Render every line of the rows below as a JSON list of strings, one string per line, leaving out any blank lines.

###

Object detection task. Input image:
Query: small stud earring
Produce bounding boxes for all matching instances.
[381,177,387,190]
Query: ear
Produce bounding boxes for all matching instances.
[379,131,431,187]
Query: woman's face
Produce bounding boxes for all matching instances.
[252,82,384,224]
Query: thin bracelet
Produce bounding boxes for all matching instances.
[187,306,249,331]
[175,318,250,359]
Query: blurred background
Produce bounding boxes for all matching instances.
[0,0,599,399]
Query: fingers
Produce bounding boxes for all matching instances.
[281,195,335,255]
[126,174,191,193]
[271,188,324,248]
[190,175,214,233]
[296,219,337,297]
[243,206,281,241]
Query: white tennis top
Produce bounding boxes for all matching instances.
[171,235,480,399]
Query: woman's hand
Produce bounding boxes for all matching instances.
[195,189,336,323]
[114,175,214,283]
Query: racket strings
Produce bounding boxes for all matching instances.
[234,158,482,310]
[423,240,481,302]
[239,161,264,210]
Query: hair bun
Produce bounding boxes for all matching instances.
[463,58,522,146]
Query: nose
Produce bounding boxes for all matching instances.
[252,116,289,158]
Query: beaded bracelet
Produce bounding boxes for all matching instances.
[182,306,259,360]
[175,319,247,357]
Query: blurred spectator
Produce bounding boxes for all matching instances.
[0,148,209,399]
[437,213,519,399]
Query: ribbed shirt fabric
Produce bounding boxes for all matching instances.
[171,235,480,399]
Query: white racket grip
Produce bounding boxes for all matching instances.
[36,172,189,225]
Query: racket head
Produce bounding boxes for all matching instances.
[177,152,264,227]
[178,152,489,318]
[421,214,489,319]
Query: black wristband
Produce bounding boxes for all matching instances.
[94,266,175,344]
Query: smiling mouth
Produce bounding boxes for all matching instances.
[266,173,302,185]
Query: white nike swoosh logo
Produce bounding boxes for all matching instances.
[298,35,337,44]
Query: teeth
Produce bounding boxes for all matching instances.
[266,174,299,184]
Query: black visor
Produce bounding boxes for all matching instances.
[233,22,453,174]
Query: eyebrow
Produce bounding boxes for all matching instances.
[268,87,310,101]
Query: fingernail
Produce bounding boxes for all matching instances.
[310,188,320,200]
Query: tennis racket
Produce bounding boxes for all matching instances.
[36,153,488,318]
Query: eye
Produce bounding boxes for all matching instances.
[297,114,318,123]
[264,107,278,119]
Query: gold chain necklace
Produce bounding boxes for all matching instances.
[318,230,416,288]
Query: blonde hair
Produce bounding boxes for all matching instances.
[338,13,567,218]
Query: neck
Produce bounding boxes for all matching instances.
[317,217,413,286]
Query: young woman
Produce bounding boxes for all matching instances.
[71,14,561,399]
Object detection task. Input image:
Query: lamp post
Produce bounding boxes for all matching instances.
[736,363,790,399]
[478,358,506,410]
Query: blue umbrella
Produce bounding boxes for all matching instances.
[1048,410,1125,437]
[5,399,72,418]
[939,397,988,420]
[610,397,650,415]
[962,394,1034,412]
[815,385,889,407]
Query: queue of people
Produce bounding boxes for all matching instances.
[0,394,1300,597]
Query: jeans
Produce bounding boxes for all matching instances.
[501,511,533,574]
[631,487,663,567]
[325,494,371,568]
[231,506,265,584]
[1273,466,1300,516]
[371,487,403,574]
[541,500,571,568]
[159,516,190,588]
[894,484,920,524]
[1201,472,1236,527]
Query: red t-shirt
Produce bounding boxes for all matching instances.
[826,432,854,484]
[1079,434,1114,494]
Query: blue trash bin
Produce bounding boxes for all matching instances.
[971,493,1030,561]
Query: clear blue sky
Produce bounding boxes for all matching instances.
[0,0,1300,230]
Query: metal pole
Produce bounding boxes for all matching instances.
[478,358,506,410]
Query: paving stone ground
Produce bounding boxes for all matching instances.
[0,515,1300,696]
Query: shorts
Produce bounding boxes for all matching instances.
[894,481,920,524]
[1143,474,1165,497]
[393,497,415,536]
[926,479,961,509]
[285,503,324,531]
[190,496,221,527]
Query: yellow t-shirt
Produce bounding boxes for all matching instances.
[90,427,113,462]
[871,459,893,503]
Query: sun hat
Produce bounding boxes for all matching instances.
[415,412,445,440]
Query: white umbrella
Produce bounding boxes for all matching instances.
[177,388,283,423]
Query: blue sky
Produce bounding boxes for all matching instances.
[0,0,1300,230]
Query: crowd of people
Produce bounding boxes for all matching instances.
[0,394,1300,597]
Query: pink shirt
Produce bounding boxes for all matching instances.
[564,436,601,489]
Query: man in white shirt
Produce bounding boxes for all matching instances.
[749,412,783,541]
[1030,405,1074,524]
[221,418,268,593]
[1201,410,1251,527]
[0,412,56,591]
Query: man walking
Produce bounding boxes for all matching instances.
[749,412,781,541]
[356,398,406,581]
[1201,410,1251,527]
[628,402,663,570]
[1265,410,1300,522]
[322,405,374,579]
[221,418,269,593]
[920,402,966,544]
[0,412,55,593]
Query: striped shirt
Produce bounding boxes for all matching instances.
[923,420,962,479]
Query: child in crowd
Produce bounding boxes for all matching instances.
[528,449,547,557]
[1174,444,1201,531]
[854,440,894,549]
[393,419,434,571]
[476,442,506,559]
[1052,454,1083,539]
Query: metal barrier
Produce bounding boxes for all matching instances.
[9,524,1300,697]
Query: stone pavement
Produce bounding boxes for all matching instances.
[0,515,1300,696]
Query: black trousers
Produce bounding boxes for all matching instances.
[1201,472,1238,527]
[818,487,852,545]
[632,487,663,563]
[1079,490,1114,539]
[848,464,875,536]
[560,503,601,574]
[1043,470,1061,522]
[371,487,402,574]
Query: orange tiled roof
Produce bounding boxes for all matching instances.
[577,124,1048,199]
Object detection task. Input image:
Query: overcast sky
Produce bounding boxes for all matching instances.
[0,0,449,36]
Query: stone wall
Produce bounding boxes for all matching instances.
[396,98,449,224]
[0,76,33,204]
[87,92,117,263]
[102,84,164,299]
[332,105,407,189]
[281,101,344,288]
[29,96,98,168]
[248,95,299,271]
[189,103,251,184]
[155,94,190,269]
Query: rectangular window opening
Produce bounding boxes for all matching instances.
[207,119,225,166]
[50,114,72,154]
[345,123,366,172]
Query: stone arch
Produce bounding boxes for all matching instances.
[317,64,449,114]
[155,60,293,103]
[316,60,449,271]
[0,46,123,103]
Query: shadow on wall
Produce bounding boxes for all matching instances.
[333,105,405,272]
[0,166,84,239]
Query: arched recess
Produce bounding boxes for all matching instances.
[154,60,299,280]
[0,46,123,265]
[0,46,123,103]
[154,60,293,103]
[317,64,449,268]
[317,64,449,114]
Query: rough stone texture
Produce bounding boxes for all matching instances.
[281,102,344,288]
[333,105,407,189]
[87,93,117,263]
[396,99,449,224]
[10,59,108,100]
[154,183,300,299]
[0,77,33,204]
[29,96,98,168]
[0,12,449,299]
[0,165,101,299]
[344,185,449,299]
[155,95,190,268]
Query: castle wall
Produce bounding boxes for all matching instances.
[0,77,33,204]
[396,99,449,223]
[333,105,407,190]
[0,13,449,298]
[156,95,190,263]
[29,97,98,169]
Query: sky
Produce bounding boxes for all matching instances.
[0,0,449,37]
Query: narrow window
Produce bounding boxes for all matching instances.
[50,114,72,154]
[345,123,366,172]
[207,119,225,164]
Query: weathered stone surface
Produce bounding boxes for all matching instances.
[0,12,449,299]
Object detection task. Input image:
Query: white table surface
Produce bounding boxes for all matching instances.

###

▶ _Answer to the problem_:
[
  "Object detection task. Input image:",
  "Query: small stud earring",
  "Produce bounding boxes for all matching instances.",
  "[381,177,387,190]",
  "Query: ear",
  "Produce bounding boxes for all matching instances.",
  "[379,131,431,187]",
  "Query: woman's face",
  "Produce bounding boxes for all matching instances.",
  "[252,82,384,224]",
  "Query: thin bracelet",
  "Produce bounding boxes for all matching instances.",
  "[187,306,249,331]",
  "[175,318,250,359]",
  "Query: blurred background",
  "Produce bounding boxes for all matching instances.",
  "[0,0,599,399]",
  "Query: fingers",
  "Produce bounding boxes for all matching instances.",
  "[281,195,335,255]",
  "[126,174,191,193]",
  "[271,188,324,248]",
  "[190,175,214,233]",
  "[296,219,337,297]",
  "[243,206,281,241]",
  "Query: white tennis top",
  "Produce bounding boxes for all matching instances.",
  "[171,235,480,399]",
  "Query: woman's hand",
  "Produce bounding boxes for all matching instances.",
  "[195,189,336,323]",
  "[114,175,214,283]",
  "Query: racket strings",
  "Produce bounding boxes for all matching instances.",
  "[234,158,482,310]",
  "[423,240,481,302]",
  "[239,161,264,210]",
  "Query: hair bun",
  "Produce bounding boxes for all matching instances.",
  "[463,58,522,146]",
  "Query: nose",
  "Produce bounding boxes for all matching instances.",
  "[252,116,289,158]",
  "Query: beaded bracelet",
  "Produce bounding boxes for all matching instances.",
  "[182,306,259,360]",
  "[175,319,247,357]",
  "Query: blurred spectator",
  "Produce bounding boxes for all matching instances.",
  "[0,148,209,399]",
  "[437,213,519,399]",
  "Query: ribbed shirt fabric",
  "Produce bounding boxes for all matching instances.",
  "[171,235,480,399]",
  "Query: white racket grip",
  "Produce bounding boxes for all matching instances.",
  "[36,172,189,225]",
  "Query: racket head",
  "Produce bounding boxes for all matching instances.",
  "[177,152,264,227]",
  "[178,152,489,318]",
  "[421,214,489,319]",
  "Query: black wristband",
  "Produce bounding boxes for all matching instances.",
  "[94,266,175,344]",
  "Query: smiling mouth",
  "Produce bounding boxes for all matching instances.",
  "[266,173,302,185]",
  "Query: white nike swoosh logo",
  "Produce bounding boxes for all matching instances.",
  "[298,35,337,44]",
  "Query: teeth",
  "Produce bounding boxes for all matching instances.",
  "[266,174,299,184]",
  "Query: black visor",
  "Produce bounding boxes for all matching instances.",
  "[233,22,453,174]",
  "Query: eyebrow",
  "Produce bounding boxes for all matching instances.",
  "[268,87,310,101]",
  "Query: fingernail",
  "Produce bounding boxes for all matching instances.",
  "[310,188,320,200]",
  "Query: tennis racket",
  "Produce bounding boxes for all matching instances.",
  "[36,153,488,318]",
  "Query: eye",
  "Produce bounding boxes for all matching instances.",
  "[297,114,318,123]",
  "[264,107,278,119]",
  "Query: gold chain necklace",
  "Produce bounding boxes for all matching instances.",
  "[318,230,416,288]",
  "Query: blonde hair",
  "Produce bounding boxes for all matching instances.",
  "[338,13,567,218]",
  "Query: neck",
  "Produce bounding boxes for all matching instances.",
  "[317,217,413,286]",
  "Query: young woman",
  "Produce bounding boxes for all matching instances.",
  "[71,14,561,399]",
  "Object detection task. Input image:",
  "Query: lamp post",
  "Produce bounding boxes for all matching instances.",
  "[736,363,790,399]",
  "[478,358,506,410]",
  "Query: blue umbrella",
  "Produce bounding boxes for all matching instances.",
  "[1048,410,1125,437]",
  "[5,399,72,418]",
  "[939,397,988,420]",
  "[610,397,650,415]",
  "[962,394,1034,412]",
  "[815,385,889,407]",
  "Query: queue of people",
  "Produce bounding boxes for all matching instances.",
  "[0,394,1300,597]",
  "Query: jeans",
  "Produce bounding boxes for all matching instances.",
  "[501,511,533,574]",
  "[631,487,663,567]",
  "[325,494,371,568]",
  "[231,506,265,584]",
  "[1273,466,1300,516]",
  "[371,487,403,574]",
  "[541,500,571,568]",
  "[159,516,190,588]",
  "[894,484,920,524]",
  "[1201,472,1236,527]",
  "Query: red t-shirt",
  "Produce bounding boxes for all matching instances.",
  "[826,432,854,484]",
  "[1079,434,1114,494]",
  "Query: blue trash bin",
  "Produce bounding boxes for all matching instances.",
  "[971,493,1030,561]",
  "Query: clear blue sky",
  "Produce bounding boxes for all matching instances.",
  "[0,0,1300,230]",
  "Query: metal pole",
  "Produce bounding boxes for all matching instances.",
  "[478,358,506,410]",
  "Query: paving stone ground",
  "Produce bounding boxes for all matching instances.",
  "[0,515,1300,696]",
  "Query: shorts",
  "Produce bounding boxes for all matching instances.",
  "[894,481,920,524]",
  "[1143,474,1165,497]",
  "[393,497,415,536]",
  "[926,479,961,509]",
  "[285,503,324,531]",
  "[190,496,221,527]",
  "Query: yellow t-shirt",
  "Produce bounding boxes for all matching instances.",
  "[90,427,113,462]",
  "[871,459,893,503]",
  "Query: sun hat",
  "Produce bounding boxes for all matching instances.",
  "[415,412,445,440]",
  "Query: white umbrella",
  "Produce bounding boxes for all matching instances.",
  "[177,388,283,423]",
  "Query: blue sky",
  "Produce bounding boxes for all matching instances.",
  "[0,0,1300,230]",
  "Query: crowd of people",
  "Produce bounding boxes for all matching instances.",
  "[0,394,1300,597]",
  "Query: pink shirt",
  "Produce bounding boxes for all matching instances.",
  "[564,436,601,489]",
  "Query: man in white shirt",
  "Produce bounding boxes for all matching instances.",
  "[749,412,783,541]",
  "[1030,405,1074,524]",
  "[221,418,268,593]",
  "[1201,410,1251,527]",
  "[0,412,56,591]",
  "Query: man walking",
  "Produce bounding boxes for all matching instances.",
  "[749,412,781,541]",
  "[356,398,406,581]",
  "[1201,410,1251,527]",
  "[628,402,663,570]",
  "[1265,410,1300,522]",
  "[322,405,374,579]",
  "[221,418,269,593]",
  "[920,402,966,544]",
  "[0,412,55,593]",
  "Query: striped shirt",
  "Produce bounding boxes for all matching instances.",
  "[923,420,962,479]",
  "Query: child in crowd",
  "Produce bounding boxes for all matching instances.",
  "[528,449,547,557]",
  "[1174,444,1201,531]",
  "[854,440,894,549]",
  "[393,419,434,571]",
  "[476,442,506,559]",
  "[1052,454,1083,539]",
  "Query: metal barrier",
  "Produce bounding boxes for all matching instances.",
  "[9,524,1300,697]",
  "Query: stone pavement",
  "Produce bounding boxes for all matching instances.",
  "[0,515,1300,696]",
  "Query: black trousers",
  "Produce bounding boxes for all matching instances.",
  "[1201,472,1238,527]",
  "[818,487,852,545]",
  "[632,487,663,563]",
  "[1079,490,1114,539]",
  "[848,464,875,536]",
  "[560,503,601,574]",
  "[1043,470,1061,522]",
  "[371,487,402,574]",
  "Query: orange tiled roof",
  "Produce bounding boxes for all matching instances.",
  "[577,124,1048,199]",
  "Object detection task. Input image:",
  "Query: overcast sky",
  "Produce bounding boxes for all matching instances.",
  "[0,0,449,36]",
  "Query: stone wall",
  "Produce bounding boxes for all matching instances.",
  "[396,98,449,224]",
  "[0,76,33,204]",
  "[87,92,117,263]",
  "[102,84,164,299]",
  "[332,105,407,189]",
  "[281,101,344,288]",
  "[29,96,98,168]",
  "[248,95,299,271]",
  "[189,103,251,184]",
  "[155,94,190,269]",
  "Query: rectangular window opening",
  "Produce bounding boxes for all matching instances.",
  "[207,119,225,166]",
  "[50,114,72,154]",
  "[345,123,366,172]",
  "Query: stone arch",
  "Produce bounding boxes for all matching instances.",
  "[317,64,449,114]",
  "[155,60,293,103]",
  "[316,60,449,271]",
  "[0,46,123,103]",
  "Query: shadow on wall",
  "Produce bounding boxes for all matching instances.",
  "[333,105,405,272]",
  "[0,166,84,239]",
  "Query: arched recess",
  "Produce bounding boxes for all matching instances.",
  "[154,60,299,280]",
  "[0,46,123,265]",
  "[0,46,123,103]",
  "[154,60,293,103]",
  "[317,64,449,268]",
  "[317,64,449,114]",
  "Query: rough stone texture",
  "Produce bounding boxes for all matching instances.",
  "[281,102,344,288]",
  "[333,105,407,189]",
  "[87,93,117,263]",
  "[396,99,449,224]",
  "[10,59,108,100]",
  "[154,183,300,299]",
  "[0,77,33,204]",
  "[29,96,98,168]",
  "[0,12,449,299]",
  "[0,165,101,299]",
  "[344,185,449,299]",
  "[155,95,190,268]",
  "Query: castle wall",
  "Produce bounding boxes for all matching instances.",
  "[0,77,33,204]",
  "[396,99,449,223]",
  "[333,105,407,190]",
  "[0,13,449,298]",
  "[156,95,190,263]",
  "[29,97,98,169]",
  "Query: sky",
  "Produce bounding boxes for all matching instances.",
  "[0,0,449,37]",
  "Query: narrow window",
  "Produce bounding boxes for all matching instances.",
  "[50,114,72,154]",
  "[345,123,366,172]",
  "[207,119,225,164]",
  "Query: weathered stone surface",
  "Produce bounding boxes for all matching instances.",
  "[0,12,449,299]",
  "Object detection task. Input image:",
  "Query: white table surface",
  "Produce bounding boxes for all matching instances."
]